* [WHAT THE TASK REQUIRES]: Please write out all the data that follows exactly, without the pictures.

* [LISTED ENTRIES]:
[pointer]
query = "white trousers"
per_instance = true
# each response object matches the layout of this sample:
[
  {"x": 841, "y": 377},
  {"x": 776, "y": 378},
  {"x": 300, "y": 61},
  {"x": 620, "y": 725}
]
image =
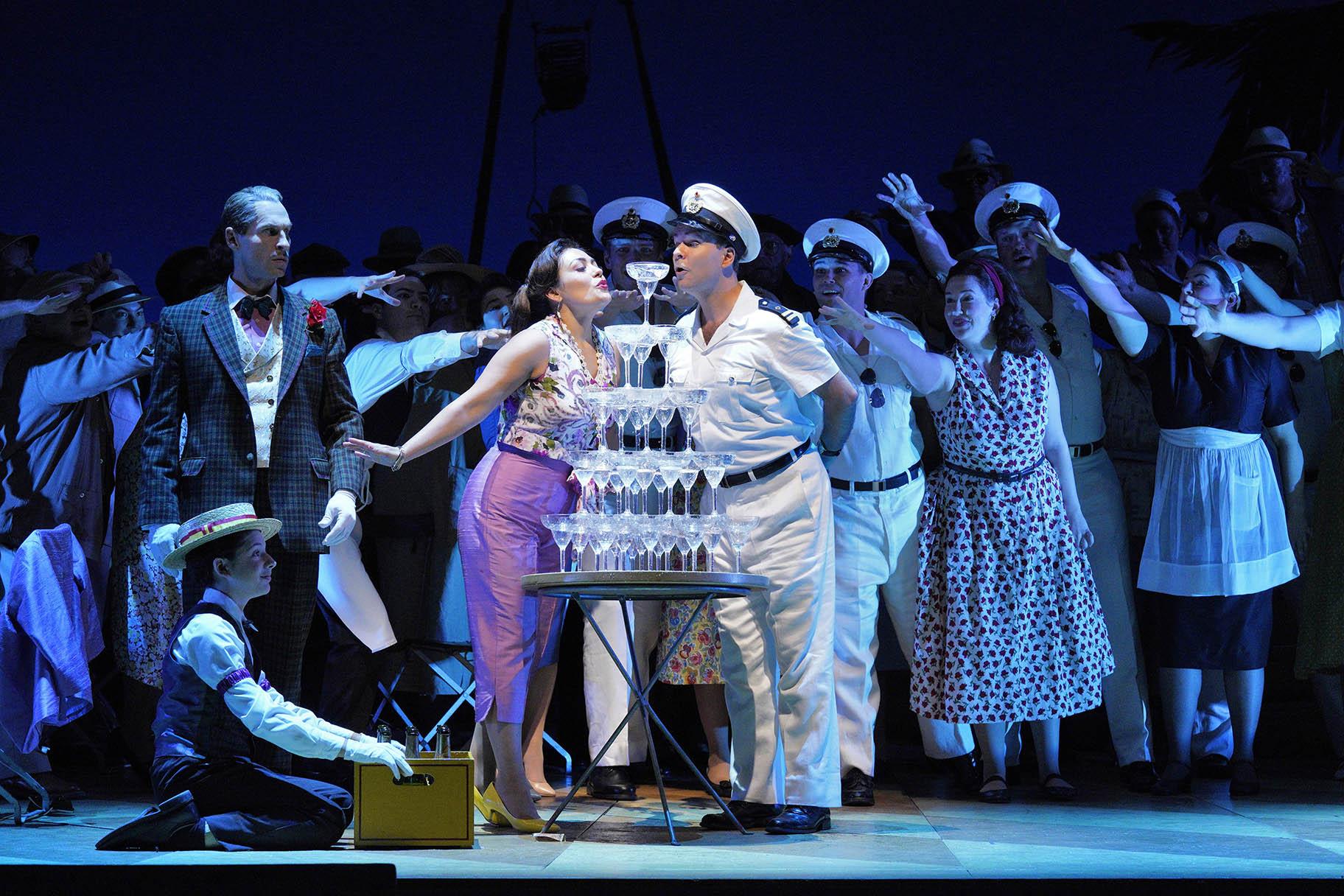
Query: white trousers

* [WRITTEN SOLUTION]:
[pointer]
query = "white trousers"
per_instance = true
# each response object matches the layout of this sample:
[
  {"x": 841, "y": 377},
  {"x": 776, "y": 378},
  {"x": 300, "y": 61},
  {"x": 620, "y": 725}
]
image =
Query: white trousers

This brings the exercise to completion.